* **About this exercise**: The answer must match the listing exactly, with every line written out again.

⁂

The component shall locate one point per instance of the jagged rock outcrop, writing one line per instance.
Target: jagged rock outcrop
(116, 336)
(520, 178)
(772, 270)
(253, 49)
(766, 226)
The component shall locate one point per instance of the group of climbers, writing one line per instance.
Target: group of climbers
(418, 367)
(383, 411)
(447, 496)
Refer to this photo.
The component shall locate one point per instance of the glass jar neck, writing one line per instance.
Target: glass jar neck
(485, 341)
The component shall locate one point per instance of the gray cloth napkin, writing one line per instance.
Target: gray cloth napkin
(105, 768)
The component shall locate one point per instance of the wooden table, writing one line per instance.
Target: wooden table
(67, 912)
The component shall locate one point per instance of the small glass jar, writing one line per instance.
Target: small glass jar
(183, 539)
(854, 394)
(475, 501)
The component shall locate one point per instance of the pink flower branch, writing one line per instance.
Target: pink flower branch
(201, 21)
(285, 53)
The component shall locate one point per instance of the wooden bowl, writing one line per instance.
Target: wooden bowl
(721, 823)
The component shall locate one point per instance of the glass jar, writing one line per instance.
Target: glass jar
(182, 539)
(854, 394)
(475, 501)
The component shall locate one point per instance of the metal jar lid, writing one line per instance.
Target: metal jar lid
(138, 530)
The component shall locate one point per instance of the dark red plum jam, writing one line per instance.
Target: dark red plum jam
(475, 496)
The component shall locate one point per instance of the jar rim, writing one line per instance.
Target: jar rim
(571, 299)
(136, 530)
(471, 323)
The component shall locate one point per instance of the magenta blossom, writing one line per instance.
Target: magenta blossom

⁂

* **Answer below**:
The component shall locate one point per instance of the jagged rock outcrop, writing one line per instance.
Target: jagged rock outcrop
(116, 336)
(520, 178)
(772, 270)
(253, 49)
(766, 226)
The component shall locate one point per instance of the group of climbers, writing one line per instance.
Target: group of climbers
(418, 367)
(383, 411)
(447, 496)
Refer to this photo.
The component shall locate one point per instance of the glass jar neck, writing one line per instance.
Target: glass jar neck
(485, 341)
The component shall locate one point per instance of the gray cloth napkin, writing one line per instance.
Target: gray cloth napkin
(105, 768)
The component shall locate one point per instance of the wooden table, writing one line per instance.
Target: wooden table
(67, 912)
The component shall locate one point per instance of the small glass jar, writing one line per instance.
Target: small glass jar
(183, 539)
(854, 394)
(475, 501)
The component shall locate one point per instance of the pink flower branch, writing one line per instance.
Target: pink flower branch
(201, 21)
(285, 53)
The component shall locate one point per instance of the wooden bowl, writing one line per instance.
Target: wooden bowl
(721, 823)
The component shall locate one point per instance of the glass jar, writing one line per instance.
Target: glass jar
(182, 539)
(854, 394)
(475, 501)
The component shall locate one point per instance of the metal jar lid, writing one line per instance.
Target: metal jar lid
(138, 530)
The component shall locate one point per instance of the dark red plum jam, writing one line per instance.
Target: dark red plum jam
(475, 496)
The component shall locate one point per instance of the jar rim, writing one line per instance.
Target: jar rim
(571, 299)
(136, 530)
(471, 323)
The component shall locate one point per instance of the magenta blossom, writing one line per instance.
Target: magenta blossom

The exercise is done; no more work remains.